Task goal:
When a line in the entries below contains "shrub", tally it; give the tally with nothing added.

Material shown:
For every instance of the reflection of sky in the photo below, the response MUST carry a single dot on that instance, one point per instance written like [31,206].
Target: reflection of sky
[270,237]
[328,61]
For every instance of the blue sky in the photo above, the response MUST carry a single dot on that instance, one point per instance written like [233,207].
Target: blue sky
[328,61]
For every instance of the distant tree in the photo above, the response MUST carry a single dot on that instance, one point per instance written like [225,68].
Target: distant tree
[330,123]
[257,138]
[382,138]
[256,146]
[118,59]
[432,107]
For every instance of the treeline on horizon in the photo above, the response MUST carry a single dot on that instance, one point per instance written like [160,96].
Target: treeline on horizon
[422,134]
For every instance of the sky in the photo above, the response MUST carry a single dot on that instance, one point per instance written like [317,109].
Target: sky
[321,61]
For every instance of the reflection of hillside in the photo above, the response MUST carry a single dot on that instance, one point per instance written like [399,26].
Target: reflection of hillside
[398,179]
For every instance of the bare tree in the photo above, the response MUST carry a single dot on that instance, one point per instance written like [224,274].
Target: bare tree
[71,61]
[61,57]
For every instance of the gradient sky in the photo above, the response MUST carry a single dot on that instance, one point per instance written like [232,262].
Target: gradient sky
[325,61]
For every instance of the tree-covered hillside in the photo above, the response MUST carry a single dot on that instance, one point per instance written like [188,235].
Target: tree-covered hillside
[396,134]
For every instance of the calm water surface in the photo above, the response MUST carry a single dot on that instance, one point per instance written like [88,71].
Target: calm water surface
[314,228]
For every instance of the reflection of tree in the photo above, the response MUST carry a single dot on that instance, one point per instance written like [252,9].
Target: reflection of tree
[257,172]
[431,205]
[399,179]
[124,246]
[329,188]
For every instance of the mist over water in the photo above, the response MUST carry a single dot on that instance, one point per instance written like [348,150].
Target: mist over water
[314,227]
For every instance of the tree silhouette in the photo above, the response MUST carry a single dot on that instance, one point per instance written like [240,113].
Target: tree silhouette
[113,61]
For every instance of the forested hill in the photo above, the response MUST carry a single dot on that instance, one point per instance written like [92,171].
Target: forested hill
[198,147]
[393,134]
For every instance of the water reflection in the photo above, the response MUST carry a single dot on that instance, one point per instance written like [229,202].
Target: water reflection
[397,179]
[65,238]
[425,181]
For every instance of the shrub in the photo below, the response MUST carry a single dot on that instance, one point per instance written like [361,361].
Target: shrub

==

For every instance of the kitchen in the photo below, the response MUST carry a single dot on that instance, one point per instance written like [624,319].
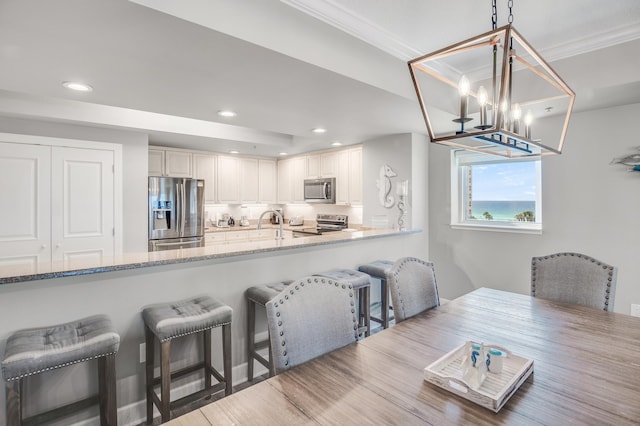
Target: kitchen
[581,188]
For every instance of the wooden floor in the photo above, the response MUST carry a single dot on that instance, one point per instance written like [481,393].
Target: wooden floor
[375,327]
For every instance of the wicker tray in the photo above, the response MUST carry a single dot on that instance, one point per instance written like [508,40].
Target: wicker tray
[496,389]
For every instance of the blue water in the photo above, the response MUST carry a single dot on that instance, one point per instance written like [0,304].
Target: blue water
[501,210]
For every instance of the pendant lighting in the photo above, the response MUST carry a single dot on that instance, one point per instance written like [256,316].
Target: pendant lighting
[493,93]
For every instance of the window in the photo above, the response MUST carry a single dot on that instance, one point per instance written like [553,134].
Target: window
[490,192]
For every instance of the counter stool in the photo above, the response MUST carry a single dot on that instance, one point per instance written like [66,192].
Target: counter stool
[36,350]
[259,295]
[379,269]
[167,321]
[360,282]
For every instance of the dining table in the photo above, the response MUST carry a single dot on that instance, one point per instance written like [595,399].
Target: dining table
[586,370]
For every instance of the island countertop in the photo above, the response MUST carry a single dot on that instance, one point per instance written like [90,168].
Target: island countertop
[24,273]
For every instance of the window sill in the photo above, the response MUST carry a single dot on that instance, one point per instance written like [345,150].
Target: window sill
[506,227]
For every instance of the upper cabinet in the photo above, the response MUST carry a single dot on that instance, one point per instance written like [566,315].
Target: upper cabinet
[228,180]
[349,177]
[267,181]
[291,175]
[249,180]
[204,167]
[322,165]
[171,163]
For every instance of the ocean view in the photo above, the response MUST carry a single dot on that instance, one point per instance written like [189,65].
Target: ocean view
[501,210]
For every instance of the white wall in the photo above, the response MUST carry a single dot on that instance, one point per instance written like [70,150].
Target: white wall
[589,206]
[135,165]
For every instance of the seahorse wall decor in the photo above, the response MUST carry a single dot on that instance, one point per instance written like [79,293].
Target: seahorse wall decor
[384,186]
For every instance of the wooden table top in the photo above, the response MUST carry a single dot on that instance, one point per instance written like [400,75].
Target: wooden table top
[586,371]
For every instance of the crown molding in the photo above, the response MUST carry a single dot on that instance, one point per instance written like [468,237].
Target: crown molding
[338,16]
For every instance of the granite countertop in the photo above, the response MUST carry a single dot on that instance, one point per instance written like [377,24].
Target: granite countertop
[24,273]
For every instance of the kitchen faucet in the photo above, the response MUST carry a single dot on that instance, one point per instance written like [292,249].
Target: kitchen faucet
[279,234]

Result:
2